● What to produce:
With the records in front of you, set every one of them down exactly.

● Data records:

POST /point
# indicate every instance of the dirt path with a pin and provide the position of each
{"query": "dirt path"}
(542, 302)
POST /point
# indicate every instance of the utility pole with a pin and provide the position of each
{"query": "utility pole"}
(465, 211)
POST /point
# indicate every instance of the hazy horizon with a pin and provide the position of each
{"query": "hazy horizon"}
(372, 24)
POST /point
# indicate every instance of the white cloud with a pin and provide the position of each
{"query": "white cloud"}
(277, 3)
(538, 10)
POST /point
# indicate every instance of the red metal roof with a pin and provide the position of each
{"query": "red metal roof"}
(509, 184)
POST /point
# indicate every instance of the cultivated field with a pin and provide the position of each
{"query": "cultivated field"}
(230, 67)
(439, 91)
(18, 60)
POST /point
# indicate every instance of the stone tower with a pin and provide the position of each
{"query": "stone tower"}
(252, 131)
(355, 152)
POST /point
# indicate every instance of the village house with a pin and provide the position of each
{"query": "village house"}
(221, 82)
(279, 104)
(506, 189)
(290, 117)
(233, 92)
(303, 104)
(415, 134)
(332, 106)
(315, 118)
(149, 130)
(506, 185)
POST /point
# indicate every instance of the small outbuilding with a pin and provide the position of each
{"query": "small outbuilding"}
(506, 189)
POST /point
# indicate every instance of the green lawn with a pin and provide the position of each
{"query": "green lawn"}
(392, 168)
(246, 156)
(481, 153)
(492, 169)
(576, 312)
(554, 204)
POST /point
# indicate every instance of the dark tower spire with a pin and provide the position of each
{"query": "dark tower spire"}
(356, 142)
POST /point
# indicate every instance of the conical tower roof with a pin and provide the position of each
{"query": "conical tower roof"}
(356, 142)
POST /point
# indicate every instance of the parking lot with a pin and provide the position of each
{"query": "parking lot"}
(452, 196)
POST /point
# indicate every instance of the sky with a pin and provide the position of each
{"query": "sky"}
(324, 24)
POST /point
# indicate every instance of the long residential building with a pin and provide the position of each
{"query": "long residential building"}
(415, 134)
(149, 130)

● Response below:
POST /point
# indicate every instance of the dirt path with a pin and provide the position of each
{"query": "dirt path"}
(542, 302)
POST /point
# indicate every instance of the utility pole with a pin and provide the position of each
{"query": "utility pole"}
(465, 211)
POST /point
# indicate every instance of the hazy horizon with a pin and provide the position of each
{"query": "hazy horizon"}
(372, 24)
POST /point
# indicate every instance of the white cloud with a pin and provide the position of each
{"query": "white cloud"}
(277, 3)
(538, 10)
POST /point
# indicate every instance of the red metal roof with a pin and provide the position of each
{"query": "red metal roof"}
(509, 184)
POST /point
# indicate every instance of the cultivated field with a pin and provide the position of each
{"query": "cultivated field"}
(230, 67)
(439, 91)
(18, 60)
POST /point
# indicate every instance of the stone tower with a pin and provide the position of each
{"query": "stone tower"}
(252, 131)
(355, 152)
POST /point
# indicate every instance of the village house with a pin and provide the position of each
{"query": "village house"}
(221, 82)
(279, 104)
(506, 189)
(290, 117)
(233, 92)
(303, 104)
(415, 134)
(332, 106)
(315, 118)
(149, 130)
(506, 185)
POST /point
# indicate every instance of the small outbuilding with a pin and provide the position of each
{"query": "small outbuilding"}
(506, 189)
POST /point
# indicate every instance of the green lawn with a pin and provide the position of each
{"query": "green lawn"}
(392, 168)
(246, 156)
(481, 153)
(492, 169)
(576, 312)
(554, 204)
POST /point
# indicate every instance of the dark tower spire with a pin and provide the position of each
{"query": "dark tower spire"}
(356, 142)
POST /point
# indicate every instance of the conical tower roof with a pin and provide the position of each
{"query": "conical tower roof"}
(356, 142)
POST /point
# indicate every instance of the parking lot with a pin and provide the position of each
{"query": "parking lot"}
(452, 196)
POST /point
# indicate every instance of the sky with a pin and provide the position of each
{"query": "sky"}
(324, 24)
POST /point
# indicate every instance of the long residential building with a pin and provide the position of each
{"query": "long residential building"}
(415, 134)
(149, 130)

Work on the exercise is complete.